━━━━━ Data for this task
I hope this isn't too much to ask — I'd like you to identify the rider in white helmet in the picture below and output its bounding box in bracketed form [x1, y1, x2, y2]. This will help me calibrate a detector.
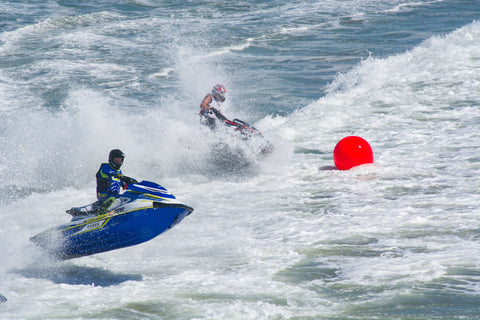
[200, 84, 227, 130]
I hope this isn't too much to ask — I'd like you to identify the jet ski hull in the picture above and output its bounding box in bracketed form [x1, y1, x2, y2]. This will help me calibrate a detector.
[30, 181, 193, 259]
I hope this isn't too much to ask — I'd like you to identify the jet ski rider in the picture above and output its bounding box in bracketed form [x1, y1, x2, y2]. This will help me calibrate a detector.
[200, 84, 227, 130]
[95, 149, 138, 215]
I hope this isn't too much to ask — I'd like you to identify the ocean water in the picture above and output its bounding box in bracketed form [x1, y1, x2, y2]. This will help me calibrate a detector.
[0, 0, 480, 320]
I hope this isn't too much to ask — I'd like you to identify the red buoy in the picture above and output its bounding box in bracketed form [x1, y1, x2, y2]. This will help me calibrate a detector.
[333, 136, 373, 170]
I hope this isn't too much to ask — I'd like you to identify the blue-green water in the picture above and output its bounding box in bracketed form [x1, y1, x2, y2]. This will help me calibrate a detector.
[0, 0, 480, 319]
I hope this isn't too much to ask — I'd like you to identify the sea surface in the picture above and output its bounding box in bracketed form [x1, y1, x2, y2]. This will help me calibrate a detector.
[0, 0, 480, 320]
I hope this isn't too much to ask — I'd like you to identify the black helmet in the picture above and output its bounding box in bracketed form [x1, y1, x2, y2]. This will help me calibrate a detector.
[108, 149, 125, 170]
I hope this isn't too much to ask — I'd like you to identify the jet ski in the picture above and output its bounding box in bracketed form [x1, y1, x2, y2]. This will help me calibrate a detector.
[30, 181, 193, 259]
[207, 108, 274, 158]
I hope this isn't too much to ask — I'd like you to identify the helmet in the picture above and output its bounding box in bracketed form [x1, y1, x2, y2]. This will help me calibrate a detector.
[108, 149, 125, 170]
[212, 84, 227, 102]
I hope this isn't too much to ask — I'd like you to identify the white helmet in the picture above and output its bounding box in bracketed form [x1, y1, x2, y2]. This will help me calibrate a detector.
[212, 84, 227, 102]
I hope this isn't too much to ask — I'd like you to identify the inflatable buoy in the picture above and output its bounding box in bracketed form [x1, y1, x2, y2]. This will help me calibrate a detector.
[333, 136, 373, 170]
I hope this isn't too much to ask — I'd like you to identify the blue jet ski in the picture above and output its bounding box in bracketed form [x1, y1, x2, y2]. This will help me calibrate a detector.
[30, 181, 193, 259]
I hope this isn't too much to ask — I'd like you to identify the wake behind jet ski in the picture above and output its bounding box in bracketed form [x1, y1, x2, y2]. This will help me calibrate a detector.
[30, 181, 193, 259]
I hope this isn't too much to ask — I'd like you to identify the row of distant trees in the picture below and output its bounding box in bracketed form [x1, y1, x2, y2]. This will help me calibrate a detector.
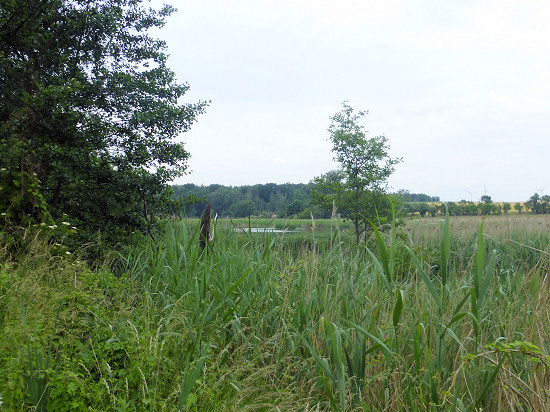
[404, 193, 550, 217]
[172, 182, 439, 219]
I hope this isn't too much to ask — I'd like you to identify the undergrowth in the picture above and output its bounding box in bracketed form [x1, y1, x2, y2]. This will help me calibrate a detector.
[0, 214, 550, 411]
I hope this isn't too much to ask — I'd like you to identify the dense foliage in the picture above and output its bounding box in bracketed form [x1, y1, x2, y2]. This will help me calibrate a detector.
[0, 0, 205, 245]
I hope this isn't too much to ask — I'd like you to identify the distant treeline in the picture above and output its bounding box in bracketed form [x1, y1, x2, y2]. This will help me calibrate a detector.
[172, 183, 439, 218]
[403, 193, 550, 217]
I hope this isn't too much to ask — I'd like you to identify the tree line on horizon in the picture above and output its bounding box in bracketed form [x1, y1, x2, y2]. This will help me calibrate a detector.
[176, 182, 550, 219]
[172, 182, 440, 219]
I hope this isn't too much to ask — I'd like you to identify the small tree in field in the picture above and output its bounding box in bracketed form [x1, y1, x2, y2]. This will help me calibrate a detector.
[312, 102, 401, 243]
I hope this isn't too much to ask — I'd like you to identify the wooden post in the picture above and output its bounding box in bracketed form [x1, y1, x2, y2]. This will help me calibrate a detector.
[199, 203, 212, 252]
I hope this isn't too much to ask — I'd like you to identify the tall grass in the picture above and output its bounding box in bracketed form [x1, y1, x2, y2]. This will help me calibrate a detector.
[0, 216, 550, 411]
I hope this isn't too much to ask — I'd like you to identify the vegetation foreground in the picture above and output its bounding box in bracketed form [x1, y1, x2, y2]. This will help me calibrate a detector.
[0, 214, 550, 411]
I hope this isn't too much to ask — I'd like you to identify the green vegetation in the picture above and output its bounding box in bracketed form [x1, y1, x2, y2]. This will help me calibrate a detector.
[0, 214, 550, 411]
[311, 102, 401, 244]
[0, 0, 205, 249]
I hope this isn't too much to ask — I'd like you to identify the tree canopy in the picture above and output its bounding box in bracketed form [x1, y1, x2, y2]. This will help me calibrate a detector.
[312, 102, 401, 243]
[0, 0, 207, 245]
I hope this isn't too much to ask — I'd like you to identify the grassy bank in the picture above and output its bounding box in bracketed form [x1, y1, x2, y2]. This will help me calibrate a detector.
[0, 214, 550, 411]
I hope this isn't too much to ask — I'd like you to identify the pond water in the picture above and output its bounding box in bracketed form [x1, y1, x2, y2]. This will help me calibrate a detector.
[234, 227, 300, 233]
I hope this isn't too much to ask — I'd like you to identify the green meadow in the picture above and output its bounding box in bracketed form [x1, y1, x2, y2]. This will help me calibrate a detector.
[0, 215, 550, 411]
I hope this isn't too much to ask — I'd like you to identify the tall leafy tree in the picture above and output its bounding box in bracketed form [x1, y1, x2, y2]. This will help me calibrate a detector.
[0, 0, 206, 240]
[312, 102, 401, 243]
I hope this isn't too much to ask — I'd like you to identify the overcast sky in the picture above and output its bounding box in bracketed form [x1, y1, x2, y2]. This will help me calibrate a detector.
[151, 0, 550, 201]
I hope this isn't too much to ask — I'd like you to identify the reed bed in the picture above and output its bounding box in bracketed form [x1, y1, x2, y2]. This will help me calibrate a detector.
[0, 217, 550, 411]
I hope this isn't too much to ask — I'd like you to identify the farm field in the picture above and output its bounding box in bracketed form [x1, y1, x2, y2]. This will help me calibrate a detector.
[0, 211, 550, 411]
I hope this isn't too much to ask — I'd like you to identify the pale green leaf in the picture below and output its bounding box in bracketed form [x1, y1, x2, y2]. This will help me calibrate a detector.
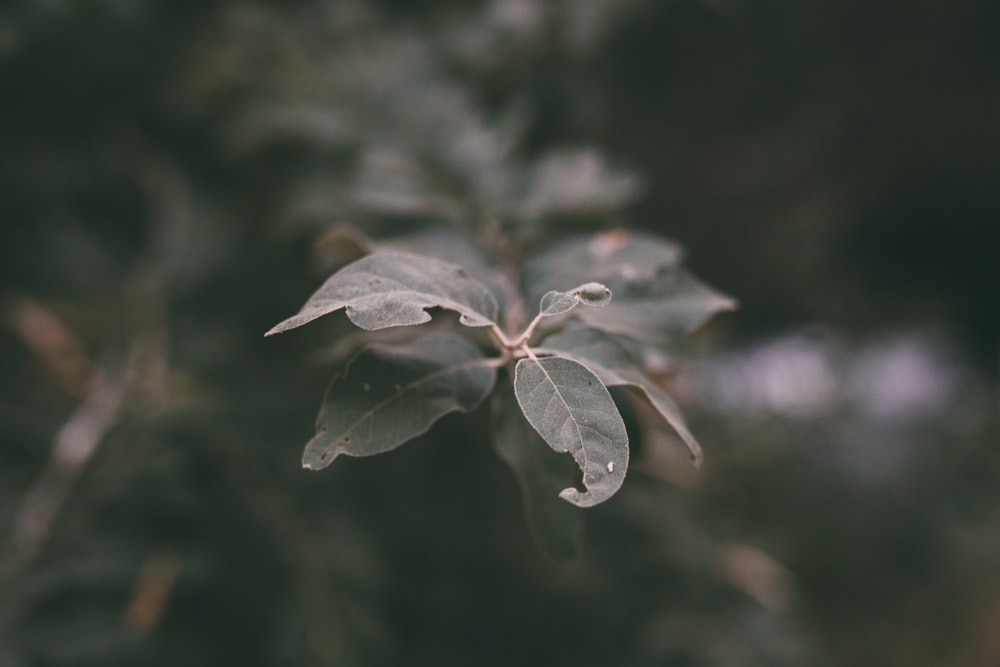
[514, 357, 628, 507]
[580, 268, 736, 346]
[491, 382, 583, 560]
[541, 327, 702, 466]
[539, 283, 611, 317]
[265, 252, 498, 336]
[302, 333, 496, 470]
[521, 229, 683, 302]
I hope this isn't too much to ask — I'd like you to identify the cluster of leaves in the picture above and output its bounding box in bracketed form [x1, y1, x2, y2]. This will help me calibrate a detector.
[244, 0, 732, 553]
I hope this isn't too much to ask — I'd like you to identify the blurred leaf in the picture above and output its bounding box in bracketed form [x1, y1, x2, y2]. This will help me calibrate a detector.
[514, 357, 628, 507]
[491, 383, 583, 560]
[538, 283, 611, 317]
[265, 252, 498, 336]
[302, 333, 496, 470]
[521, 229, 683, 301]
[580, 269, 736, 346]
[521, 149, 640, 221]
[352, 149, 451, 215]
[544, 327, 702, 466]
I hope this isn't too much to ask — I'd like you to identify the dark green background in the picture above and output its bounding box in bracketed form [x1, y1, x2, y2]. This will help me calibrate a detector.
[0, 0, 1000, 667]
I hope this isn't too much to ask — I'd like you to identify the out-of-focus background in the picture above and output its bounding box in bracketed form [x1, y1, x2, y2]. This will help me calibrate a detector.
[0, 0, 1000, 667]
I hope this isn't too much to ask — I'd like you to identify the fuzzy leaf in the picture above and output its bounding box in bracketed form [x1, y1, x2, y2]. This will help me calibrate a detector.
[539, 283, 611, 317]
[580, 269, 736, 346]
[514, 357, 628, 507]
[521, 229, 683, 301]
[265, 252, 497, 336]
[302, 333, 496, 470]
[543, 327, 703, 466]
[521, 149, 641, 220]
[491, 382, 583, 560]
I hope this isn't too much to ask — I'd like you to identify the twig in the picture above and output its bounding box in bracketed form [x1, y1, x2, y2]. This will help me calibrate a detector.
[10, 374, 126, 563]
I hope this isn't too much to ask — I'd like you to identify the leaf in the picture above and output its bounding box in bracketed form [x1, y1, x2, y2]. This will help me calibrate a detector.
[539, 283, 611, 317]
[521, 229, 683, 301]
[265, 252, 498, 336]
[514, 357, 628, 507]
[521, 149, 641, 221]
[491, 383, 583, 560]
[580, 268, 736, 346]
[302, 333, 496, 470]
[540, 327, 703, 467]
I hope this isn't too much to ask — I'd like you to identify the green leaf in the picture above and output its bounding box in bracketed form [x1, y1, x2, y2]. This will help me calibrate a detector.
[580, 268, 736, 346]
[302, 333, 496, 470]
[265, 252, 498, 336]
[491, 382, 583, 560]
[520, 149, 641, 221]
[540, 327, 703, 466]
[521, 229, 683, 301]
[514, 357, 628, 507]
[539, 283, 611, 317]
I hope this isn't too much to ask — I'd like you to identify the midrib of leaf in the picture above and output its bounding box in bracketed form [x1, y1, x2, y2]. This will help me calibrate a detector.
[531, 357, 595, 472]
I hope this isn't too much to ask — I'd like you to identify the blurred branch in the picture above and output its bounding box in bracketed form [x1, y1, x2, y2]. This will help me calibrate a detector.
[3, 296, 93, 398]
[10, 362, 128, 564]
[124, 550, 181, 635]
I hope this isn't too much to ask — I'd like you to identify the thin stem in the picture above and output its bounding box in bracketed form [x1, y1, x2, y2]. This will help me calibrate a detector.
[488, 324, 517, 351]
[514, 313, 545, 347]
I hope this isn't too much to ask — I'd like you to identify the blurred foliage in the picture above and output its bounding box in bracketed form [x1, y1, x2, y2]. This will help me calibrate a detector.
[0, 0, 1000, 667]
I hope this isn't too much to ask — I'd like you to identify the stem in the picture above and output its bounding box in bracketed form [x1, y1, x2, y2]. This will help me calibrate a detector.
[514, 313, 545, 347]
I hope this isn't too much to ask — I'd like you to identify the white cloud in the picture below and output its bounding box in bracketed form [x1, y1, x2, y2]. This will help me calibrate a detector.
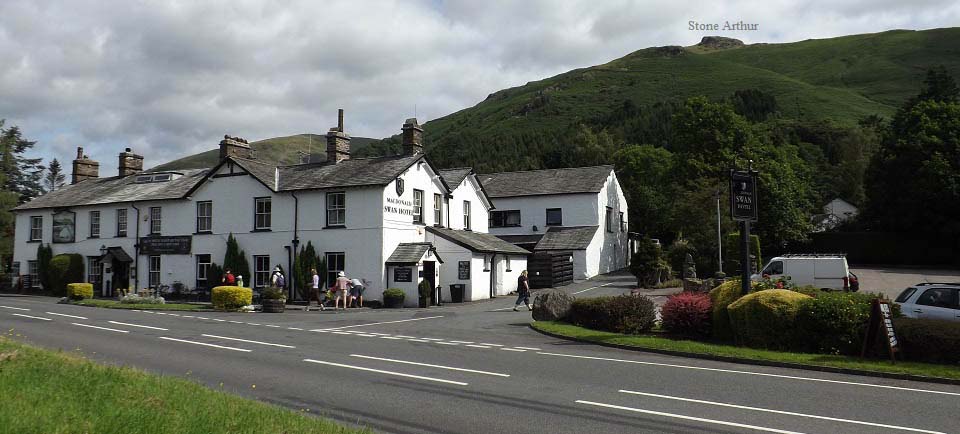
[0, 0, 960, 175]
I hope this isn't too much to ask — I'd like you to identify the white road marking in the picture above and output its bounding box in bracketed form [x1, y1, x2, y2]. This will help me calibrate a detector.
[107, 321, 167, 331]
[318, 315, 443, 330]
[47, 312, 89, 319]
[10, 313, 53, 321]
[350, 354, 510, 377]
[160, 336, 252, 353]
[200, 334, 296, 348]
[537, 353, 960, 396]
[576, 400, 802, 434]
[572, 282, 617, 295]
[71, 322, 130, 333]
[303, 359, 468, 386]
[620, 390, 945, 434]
━━━━━━━━━━
What you should do => Put the rows from the line with "identify the wooden" to the line with "[199, 203, 212, 252]" into a two-column CSV with the headers wording and answer. Give one CSV line per row, holding its text and its answer, with each field in double quotes and any line breaks turned into spaces.

Response =>
wording,answer
"I hope this isn't too much to ask — I'd like you to identify the wooden post in the picture above and output its bounding box in bracketed form [x1, y1, x2, y2]. This will help me calibrate a detector.","[199, 203, 212, 252]"